◆ EXTRACTED TEXT:
_____
As far as wanting to celebrate that one has died, trust me, I'm with you 100%. If my father had been granted five minutes of awareness, I know exactly what he would have told me, demanded that I do - let him go. NOW! Trouble is, those five minutes were never granted, and he had to endure a long life, year after year of heartbreaking decline.
But it's over. It ended. When I walked into his room after he had died, I sat on the side of his bed, hugged him and congratulated him, that I was so happy he had finally made it. It was his day to say No More and off he went.
I'd like a red leather stool at the Elsewhere, near the juke box and not too far from the pool table.
You are in my thoughts, my prayers and I am smiling broadly. Tell me, have you smelled the air, looked up at the sky? Isn't it beautiful? Just incredibly beautiful?
Love,
Patty
My father died this morning after battling Alzheimer's for god know how long. He hid it well. He had been in a nursing home for 4 years. Seeing your blog reminded me, I'm not alone. I've watched him decline for 4 years, and suffered with my choice not to be aggressive in treating the final stages... I awoke at 5:15 this moring, I thought I smelt smoke, I bolted out of bed. no fire, but then the phone rang, he was gone.
I'm with you, I understand. Only alone, tonight when everyone else had gone to bed can I say I"m glad". He and my mother are together again, and I know that he is "right", I'm so sorry for your loss... we'll move through it, regardless of everyone who wants to tell us how to feel. I'm tired of telling people I'm fine... tomorrow when I clean out his room, I can put him to rest. Tonight I find myself, looking for someone who is as confused as me, and feels this loss as intensely. You are in my thoughts.
_____
◆ TASK DIRECTIONS:
In the comments on losing a father, how long had the father who died of Alzheimer's been in a nursing home?

◆ PROVIDED DATA:
_____
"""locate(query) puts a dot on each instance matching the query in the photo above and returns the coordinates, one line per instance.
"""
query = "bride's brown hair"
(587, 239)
_____
◆ EXERCISE SOLUTION:
Four years.